**Activity**
Everything from the line containing "Target: church tower roof" to the end of the listing is to be set down exactly, both ends included, and nothing before it.

**Extracted entries**

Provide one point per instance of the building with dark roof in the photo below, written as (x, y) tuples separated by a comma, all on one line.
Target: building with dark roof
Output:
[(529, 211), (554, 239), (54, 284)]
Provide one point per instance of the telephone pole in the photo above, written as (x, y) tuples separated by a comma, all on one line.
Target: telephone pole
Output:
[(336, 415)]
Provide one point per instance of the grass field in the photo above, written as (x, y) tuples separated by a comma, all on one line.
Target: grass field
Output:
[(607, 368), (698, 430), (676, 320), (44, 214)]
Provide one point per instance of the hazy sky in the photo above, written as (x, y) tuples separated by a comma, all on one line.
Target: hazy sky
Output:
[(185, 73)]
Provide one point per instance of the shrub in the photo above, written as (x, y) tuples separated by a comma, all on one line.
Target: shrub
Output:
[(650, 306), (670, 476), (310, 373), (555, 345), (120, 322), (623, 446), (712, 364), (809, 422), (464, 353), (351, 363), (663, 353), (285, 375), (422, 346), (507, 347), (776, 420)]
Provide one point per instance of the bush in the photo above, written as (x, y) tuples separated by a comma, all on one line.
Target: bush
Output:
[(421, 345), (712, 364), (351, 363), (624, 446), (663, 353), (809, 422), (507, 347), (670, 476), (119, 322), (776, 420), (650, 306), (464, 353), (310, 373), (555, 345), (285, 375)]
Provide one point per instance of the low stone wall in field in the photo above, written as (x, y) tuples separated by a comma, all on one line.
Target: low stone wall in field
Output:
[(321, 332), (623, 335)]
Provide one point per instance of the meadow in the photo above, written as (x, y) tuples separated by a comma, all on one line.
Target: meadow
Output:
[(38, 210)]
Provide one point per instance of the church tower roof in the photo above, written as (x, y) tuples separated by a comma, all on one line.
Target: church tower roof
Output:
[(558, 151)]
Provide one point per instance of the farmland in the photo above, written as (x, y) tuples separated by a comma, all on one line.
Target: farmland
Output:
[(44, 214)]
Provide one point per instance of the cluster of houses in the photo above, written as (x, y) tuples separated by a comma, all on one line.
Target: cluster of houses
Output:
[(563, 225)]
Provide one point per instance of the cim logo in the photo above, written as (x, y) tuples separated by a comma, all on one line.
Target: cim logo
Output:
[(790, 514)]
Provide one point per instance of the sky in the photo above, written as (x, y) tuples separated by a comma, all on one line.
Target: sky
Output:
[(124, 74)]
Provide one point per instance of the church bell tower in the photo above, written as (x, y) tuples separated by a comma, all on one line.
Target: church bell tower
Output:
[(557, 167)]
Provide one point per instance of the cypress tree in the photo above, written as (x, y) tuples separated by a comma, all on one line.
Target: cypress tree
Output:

**Exercise response**
Target: church tower roof
Output:
[(558, 151)]
Provide one point per instance of the farmland in the photo above, written as (x, y) tuples separated by a comma, all on one line.
Target: farmland
Output:
[(44, 214)]
Provide one point per instance of the cluster of houses in the photo above, written as (x, y) tuples separated by a comma, all on one line.
Target: cluster of houses
Output:
[(563, 225)]
Provide one point per instance of the cim logo in the photo above, written as (x, y) tuples separated by a comma, all on one line.
Target: cim logo
Output:
[(790, 514)]
Provide one point per instance of the sky in the photo above, written as (x, y) tuples separated by a comma, all on one line.
Target: sky
Output:
[(124, 74)]
Provide one point per instance of the church bell tower in the photo above, written as (x, y) tuples separated by a comma, all on one line.
Target: church bell tower
Output:
[(557, 167)]
Provide one point per instance of the cypress tree in the photo above, written as (x, y) tuples separated by a comma, all on one line.
Target: cypress tree
Output:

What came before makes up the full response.